====== MATERIAL FOR THIS TASK ======

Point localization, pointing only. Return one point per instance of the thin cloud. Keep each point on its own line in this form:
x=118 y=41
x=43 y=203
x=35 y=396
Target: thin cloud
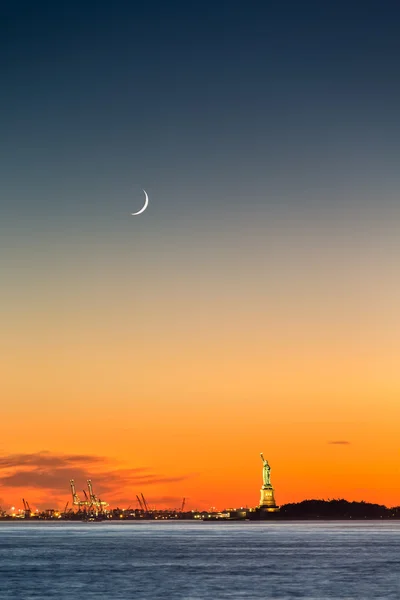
x=53 y=472
x=339 y=442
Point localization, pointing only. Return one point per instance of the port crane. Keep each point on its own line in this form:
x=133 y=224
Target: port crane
x=27 y=508
x=140 y=503
x=145 y=503
x=94 y=500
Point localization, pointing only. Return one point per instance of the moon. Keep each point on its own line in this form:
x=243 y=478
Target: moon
x=146 y=203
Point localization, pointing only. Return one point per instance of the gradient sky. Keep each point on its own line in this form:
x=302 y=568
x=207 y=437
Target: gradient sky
x=254 y=305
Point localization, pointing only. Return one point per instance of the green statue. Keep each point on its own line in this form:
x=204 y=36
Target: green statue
x=266 y=471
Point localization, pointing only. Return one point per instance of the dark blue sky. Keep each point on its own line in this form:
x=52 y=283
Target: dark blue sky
x=293 y=95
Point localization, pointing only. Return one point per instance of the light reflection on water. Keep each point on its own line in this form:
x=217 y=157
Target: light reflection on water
x=192 y=561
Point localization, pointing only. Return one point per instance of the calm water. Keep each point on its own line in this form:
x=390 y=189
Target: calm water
x=196 y=560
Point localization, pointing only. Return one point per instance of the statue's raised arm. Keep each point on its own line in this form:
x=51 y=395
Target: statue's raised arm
x=266 y=471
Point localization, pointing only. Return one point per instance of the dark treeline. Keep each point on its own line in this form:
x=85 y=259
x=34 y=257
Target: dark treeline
x=337 y=509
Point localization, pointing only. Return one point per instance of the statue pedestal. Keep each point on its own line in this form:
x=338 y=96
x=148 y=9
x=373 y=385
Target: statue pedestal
x=267 y=501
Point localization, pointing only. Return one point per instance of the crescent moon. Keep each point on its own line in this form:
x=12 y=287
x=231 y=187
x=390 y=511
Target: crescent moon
x=146 y=203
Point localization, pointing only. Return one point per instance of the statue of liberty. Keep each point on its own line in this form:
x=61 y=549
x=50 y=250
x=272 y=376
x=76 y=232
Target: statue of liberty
x=266 y=472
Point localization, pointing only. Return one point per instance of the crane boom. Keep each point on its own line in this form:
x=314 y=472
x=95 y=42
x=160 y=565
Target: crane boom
x=75 y=498
x=145 y=503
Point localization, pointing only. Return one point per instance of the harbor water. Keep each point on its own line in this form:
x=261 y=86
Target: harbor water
x=195 y=560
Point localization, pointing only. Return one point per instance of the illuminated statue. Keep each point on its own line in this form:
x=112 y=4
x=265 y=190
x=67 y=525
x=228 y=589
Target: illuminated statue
x=266 y=471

======

* GOAL: Can you turn the lines from the one containing "of the moon." through the one containing "x=196 y=560", both included, into a numbered list that leaves out any blank lines?

* FULL ANSWER:
1. Point localization, pointing only. Return one point per instance of the moon. Keep each point on its own line in this form:
2. x=243 y=478
3. Target: moon
4. x=146 y=203
5. Point localization, pointing only. Return one point per instance of the gradient sky. Keep each point on its own line in this form:
6. x=302 y=568
7. x=207 y=437
8. Target: gradient sky
9. x=254 y=305
10. Point localization, pointing only. Return one point per instance of the green statue. Keep each point on its own line in this form:
11. x=204 y=36
12. Target: green statue
13. x=266 y=471
14. Point localization, pointing only. Return one point per instance of the dark blue sky. Keep each point on its own line in this form:
15. x=52 y=283
16. Target: dark blue sky
17. x=293 y=95
18. Point localization, pointing only. Return one point per instance of the light reflection on water. Keep each point on its own line in this form:
19. x=217 y=157
20. Target: light reflection on water
21. x=192 y=561
22. Point localization, pointing only. Return one point per instance of the calm water. Keep each point on its own line in this form:
23. x=390 y=189
24. Target: calm water
25. x=196 y=560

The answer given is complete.